- GOAL
Reproduce exactly the lines from the one containing "Annotate the rough" through the last line of the records below, both included, and nothing else.

========

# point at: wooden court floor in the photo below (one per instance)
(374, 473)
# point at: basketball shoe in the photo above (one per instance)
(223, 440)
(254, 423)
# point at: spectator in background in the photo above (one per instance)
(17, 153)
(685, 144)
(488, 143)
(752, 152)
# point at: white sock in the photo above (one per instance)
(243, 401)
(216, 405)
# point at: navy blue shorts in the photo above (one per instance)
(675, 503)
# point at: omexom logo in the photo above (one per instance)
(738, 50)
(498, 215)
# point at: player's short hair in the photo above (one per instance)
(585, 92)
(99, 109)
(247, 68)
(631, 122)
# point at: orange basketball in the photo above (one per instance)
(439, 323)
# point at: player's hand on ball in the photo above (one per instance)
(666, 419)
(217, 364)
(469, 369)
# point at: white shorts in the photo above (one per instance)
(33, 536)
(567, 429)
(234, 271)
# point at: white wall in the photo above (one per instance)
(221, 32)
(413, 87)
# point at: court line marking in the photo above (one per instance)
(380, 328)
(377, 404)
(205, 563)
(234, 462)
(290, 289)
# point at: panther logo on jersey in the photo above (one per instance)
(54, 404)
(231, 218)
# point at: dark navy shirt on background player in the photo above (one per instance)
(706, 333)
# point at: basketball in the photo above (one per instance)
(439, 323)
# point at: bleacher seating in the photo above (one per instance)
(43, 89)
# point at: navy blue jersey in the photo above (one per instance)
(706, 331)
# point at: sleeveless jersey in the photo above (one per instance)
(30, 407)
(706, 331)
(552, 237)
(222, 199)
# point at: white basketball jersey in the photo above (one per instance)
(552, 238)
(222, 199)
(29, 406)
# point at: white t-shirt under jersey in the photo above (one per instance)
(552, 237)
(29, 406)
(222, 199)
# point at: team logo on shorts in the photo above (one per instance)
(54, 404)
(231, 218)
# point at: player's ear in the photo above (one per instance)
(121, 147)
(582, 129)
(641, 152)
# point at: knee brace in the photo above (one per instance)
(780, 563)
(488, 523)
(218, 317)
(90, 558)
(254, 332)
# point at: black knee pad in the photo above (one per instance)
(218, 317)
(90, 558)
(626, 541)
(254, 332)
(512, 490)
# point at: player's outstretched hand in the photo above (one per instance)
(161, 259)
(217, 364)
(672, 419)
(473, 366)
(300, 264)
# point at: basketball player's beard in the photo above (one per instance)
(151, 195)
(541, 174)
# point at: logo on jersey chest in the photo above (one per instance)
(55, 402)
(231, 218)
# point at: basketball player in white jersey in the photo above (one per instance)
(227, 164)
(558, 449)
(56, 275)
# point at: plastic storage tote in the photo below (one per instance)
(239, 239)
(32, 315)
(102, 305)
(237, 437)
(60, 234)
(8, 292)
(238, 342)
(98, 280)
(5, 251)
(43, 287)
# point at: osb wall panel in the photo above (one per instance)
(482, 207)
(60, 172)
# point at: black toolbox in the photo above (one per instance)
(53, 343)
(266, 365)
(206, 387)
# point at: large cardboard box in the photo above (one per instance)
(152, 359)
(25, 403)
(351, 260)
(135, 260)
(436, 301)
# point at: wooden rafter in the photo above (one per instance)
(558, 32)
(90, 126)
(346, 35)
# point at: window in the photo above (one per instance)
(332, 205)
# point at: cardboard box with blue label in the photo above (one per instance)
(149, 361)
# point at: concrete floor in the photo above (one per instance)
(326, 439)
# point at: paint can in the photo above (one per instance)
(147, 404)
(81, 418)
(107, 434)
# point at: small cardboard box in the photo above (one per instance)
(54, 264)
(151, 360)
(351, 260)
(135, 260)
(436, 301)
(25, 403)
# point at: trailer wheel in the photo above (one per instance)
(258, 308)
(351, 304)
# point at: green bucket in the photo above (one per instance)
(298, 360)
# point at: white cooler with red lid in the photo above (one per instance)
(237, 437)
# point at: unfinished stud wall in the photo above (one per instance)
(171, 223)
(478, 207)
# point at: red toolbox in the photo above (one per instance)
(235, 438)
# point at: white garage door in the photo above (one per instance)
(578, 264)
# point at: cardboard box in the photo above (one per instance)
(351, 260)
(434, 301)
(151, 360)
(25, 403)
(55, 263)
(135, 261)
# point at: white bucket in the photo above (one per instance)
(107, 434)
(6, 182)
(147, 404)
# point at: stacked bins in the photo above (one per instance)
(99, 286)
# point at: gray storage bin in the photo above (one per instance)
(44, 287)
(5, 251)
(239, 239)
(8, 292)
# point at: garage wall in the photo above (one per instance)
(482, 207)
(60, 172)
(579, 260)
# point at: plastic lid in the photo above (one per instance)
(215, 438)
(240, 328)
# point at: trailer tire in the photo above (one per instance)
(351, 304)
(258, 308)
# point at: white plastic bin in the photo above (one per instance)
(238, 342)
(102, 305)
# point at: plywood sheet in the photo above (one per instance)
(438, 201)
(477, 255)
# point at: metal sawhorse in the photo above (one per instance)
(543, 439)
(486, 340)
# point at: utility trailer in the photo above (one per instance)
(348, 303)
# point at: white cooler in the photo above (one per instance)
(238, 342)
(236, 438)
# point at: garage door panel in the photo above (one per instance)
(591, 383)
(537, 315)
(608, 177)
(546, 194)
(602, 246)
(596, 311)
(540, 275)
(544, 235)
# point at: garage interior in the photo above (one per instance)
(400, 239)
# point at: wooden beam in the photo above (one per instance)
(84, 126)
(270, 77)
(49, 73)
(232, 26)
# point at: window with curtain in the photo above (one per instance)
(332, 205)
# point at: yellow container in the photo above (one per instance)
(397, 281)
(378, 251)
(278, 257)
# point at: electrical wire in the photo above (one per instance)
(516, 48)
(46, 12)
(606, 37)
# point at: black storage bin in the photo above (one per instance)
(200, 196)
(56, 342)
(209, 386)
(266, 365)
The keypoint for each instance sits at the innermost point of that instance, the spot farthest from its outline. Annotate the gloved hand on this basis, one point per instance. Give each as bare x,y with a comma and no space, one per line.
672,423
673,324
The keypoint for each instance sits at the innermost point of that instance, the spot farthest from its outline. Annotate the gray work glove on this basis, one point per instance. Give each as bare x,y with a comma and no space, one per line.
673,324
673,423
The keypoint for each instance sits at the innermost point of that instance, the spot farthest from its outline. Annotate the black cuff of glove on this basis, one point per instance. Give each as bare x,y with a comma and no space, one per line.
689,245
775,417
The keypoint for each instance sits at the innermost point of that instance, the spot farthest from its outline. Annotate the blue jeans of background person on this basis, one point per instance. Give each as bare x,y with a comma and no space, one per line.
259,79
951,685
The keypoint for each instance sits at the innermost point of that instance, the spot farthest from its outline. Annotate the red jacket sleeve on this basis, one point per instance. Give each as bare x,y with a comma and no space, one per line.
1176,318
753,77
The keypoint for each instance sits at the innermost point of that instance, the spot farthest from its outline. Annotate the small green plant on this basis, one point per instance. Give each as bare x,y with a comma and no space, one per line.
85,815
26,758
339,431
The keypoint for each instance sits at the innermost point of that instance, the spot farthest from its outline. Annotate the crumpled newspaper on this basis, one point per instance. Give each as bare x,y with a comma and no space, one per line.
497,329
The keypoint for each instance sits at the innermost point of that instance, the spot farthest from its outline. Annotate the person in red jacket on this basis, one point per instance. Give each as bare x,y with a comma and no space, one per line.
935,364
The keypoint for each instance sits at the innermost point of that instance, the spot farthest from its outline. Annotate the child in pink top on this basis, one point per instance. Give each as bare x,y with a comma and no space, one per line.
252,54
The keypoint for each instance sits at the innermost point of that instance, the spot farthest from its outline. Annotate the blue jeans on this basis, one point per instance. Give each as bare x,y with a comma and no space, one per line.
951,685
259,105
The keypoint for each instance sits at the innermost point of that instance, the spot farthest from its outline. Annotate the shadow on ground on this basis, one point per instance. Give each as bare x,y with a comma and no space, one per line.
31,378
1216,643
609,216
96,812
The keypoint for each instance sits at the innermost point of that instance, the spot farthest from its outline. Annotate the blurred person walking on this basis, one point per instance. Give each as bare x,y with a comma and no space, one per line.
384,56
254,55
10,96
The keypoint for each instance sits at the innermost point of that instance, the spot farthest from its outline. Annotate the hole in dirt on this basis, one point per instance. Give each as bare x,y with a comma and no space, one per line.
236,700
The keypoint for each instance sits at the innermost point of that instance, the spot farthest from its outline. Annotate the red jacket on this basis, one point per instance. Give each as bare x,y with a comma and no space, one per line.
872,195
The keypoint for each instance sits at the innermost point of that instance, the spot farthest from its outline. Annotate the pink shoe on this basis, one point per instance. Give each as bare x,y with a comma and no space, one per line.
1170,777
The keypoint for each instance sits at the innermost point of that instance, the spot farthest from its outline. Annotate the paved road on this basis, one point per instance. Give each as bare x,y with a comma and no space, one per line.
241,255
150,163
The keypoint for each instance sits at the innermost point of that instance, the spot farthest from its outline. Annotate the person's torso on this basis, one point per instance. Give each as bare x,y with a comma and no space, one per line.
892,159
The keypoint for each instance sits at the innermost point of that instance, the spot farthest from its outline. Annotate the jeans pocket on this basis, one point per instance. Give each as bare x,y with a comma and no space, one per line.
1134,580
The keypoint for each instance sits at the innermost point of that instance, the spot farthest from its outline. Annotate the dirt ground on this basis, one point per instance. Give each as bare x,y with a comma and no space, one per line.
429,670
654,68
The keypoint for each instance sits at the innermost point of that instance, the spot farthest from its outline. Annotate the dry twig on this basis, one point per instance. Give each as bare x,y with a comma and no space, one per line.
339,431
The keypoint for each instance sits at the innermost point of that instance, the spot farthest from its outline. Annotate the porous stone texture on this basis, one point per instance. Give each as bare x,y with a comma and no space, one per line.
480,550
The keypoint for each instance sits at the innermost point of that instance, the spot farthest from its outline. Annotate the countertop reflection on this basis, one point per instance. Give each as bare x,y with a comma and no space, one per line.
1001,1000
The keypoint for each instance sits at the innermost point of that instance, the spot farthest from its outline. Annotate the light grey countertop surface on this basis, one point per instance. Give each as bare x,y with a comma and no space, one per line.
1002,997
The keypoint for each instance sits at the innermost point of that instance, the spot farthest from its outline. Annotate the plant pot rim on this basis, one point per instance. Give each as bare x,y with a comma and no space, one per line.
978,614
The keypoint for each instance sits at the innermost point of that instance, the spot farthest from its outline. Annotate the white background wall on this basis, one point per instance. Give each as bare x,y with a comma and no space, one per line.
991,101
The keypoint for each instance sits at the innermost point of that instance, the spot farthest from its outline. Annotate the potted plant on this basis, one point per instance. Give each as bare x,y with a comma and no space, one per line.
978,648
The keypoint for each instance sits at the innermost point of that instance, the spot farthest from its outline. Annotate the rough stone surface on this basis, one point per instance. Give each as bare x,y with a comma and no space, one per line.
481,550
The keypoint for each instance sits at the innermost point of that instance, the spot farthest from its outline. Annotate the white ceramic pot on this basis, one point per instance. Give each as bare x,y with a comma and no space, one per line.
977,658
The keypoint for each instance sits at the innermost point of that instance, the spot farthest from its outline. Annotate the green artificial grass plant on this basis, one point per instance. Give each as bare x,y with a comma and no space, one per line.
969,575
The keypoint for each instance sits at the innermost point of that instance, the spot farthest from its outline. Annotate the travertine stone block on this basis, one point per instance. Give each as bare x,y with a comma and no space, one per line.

========

- ANSWER
The keypoint for each instance sits at the innermost point of that instance, the spot farthest from its outline. Annotate the rough stone surface on this basis, one point per instance. Give each as bare x,y with a comma and no space, one per line.
481,550
The keypoint for each instance sits at the innermost point of that instance, the spot farthest from its outline. Annotate the white ceramic pot on this basis, one point per instance. Give each as bare x,y with a comma and no space, one per line.
977,658
The keypoint for each instance sits at the innermost point of that instance, the spot farthest from its outline. Annotate the green artificial grass plant on this basis, one point per instance. Give each as bare x,y with a comma and no space, one per line.
969,575
The keypoint for each instance sits at the innermost point of that instance, the spot farthest from its outline. Annotate the travertine stone block on this basis, one point per instance. Give each as bare x,y with a comma and no space, one per line.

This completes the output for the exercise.